Please format the lines of the records below as a JSON list of strings, one string per line and blank lines omitted, starting at the line with "Where can the black" and continuing through the end of the records.

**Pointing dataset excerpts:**
+--
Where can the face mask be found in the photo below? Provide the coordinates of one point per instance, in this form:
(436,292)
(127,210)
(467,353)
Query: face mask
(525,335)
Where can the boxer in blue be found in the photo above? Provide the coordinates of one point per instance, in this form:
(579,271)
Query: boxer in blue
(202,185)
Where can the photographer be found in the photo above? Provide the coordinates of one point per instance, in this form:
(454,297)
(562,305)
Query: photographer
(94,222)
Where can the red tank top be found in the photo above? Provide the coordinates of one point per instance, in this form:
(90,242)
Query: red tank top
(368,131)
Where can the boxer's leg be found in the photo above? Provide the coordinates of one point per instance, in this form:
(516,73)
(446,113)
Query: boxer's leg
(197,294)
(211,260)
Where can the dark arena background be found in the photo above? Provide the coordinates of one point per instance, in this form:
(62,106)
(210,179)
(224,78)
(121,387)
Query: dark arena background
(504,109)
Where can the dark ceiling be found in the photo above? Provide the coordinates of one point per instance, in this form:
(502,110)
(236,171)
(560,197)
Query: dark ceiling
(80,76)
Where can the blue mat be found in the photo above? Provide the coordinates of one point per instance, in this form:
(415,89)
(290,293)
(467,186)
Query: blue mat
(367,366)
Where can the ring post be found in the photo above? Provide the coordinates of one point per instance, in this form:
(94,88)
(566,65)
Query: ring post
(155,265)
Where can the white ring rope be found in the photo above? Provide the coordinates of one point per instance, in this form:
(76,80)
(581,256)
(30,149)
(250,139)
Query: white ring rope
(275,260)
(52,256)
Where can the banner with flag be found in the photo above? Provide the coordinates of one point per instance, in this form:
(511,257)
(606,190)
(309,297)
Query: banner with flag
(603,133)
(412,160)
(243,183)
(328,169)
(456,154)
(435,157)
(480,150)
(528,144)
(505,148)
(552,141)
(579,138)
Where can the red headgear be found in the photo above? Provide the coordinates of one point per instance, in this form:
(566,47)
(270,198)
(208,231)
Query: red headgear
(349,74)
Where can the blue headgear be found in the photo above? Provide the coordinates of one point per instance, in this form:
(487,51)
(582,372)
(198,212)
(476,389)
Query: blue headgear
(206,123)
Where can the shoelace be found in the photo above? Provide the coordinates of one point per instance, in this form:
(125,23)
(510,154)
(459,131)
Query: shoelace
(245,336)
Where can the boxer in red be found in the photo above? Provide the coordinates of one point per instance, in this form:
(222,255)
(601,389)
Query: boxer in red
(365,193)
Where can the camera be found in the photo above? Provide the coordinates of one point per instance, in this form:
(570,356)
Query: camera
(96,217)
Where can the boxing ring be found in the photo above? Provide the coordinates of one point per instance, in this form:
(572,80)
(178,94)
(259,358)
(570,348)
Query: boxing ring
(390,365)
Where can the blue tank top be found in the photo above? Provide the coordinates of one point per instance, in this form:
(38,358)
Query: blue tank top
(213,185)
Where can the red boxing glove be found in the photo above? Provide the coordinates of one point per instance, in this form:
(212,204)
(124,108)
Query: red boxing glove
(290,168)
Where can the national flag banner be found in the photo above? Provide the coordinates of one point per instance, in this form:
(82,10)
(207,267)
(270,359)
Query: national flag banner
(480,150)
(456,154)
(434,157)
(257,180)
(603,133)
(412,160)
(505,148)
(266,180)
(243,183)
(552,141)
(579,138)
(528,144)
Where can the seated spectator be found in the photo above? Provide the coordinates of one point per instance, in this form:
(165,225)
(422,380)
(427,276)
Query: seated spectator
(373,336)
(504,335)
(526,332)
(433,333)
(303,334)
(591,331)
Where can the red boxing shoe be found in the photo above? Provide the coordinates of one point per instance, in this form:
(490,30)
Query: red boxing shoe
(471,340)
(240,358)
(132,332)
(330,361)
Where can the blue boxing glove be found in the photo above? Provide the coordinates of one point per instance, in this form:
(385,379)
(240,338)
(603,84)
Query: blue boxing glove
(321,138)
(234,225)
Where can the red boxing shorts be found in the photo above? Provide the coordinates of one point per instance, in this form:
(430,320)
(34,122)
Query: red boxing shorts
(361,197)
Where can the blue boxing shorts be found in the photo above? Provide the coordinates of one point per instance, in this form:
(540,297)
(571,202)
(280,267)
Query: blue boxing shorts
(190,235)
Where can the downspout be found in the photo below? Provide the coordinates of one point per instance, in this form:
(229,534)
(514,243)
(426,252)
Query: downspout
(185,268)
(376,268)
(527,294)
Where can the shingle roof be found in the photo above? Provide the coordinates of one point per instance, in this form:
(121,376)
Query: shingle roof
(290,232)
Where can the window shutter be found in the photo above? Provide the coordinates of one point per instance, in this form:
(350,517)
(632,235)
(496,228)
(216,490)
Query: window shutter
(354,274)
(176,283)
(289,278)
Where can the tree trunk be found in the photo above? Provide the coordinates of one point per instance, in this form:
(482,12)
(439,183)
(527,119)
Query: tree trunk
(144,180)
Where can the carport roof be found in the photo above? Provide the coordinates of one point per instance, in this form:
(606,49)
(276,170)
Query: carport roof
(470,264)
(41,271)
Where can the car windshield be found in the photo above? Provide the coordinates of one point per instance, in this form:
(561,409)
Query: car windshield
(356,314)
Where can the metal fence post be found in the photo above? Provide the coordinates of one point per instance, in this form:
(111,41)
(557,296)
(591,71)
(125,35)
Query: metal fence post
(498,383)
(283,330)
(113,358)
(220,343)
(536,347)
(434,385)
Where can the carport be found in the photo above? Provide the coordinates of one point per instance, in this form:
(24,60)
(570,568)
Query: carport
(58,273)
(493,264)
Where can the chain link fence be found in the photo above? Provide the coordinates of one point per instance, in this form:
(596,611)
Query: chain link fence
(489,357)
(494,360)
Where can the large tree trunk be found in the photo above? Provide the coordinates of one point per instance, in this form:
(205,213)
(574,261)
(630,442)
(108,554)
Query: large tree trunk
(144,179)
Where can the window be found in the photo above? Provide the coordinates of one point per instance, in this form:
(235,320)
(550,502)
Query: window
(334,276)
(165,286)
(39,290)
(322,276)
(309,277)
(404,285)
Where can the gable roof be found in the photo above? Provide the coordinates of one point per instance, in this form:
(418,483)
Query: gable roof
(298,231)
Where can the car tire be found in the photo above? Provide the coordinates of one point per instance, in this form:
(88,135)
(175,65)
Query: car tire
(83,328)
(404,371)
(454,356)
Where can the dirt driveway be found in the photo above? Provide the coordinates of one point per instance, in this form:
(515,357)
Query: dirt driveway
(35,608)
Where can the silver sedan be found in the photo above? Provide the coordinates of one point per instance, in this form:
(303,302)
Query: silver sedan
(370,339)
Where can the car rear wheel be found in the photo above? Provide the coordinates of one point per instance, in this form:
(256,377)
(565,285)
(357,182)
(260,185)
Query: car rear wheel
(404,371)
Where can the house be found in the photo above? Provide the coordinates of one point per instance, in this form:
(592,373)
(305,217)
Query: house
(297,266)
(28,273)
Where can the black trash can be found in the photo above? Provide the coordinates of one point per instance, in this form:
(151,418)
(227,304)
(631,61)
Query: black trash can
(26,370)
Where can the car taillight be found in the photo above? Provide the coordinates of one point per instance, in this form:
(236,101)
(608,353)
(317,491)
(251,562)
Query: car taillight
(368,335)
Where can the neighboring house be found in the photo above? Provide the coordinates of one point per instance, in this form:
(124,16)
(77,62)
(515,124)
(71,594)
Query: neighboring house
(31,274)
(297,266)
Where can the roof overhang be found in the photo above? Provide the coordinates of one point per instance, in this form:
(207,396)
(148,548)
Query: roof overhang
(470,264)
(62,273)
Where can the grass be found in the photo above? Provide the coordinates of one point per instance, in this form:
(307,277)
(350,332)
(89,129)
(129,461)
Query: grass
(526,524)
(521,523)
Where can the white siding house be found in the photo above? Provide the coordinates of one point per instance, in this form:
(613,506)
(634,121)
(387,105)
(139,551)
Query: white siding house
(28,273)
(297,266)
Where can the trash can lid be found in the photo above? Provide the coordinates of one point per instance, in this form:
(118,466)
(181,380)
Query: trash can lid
+--
**TASK ANSWER:**
[
  "Where can the black trash can be found in the photo above? Provide the coordinates of one point per instance, in this form:",
  "(151,418)",
  "(227,304)",
  "(631,61)",
  "Query: black trash can",
  "(26,370)",
  "Where can the car taillight be found in the photo above? Provide the coordinates of one point per instance, in this form:",
  "(236,101)",
  "(608,353)",
  "(317,491)",
  "(251,562)",
  "Query: car taillight",
  "(368,335)",
  "Where can the neighboring house be found in the photo above? Provide the coordinates of one point per instance, in this form:",
  "(124,16)",
  "(77,62)",
  "(515,124)",
  "(71,594)",
  "Query: neighboring house",
  "(31,274)",
  "(297,266)",
  "Where can the roof overhang be found in the photo above? Provide the coordinates of one point per instance, in this form:",
  "(207,396)",
  "(148,548)",
  "Query: roof overhang",
  "(470,264)",
  "(62,273)",
  "Where can the grass be found in the photo above? Provide the coordinates of one point per instance, in this form:",
  "(307,277)",
  "(350,332)",
  "(89,129)",
  "(129,461)",
  "Query: grass",
  "(526,524)",
  "(521,523)",
  "Where can the white siding house be found in the photo above? Provide the coordinates of one point per instance, in this form:",
  "(613,506)",
  "(634,121)",
  "(387,105)",
  "(139,551)",
  "Query: white siding house",
  "(28,273)",
  "(297,266)",
  "Where can the trash can lid be found in the photo above? Provide the coordinates of one point per instance, in this form:",
  "(118,466)",
  "(181,380)",
  "Query: trash can lid"
]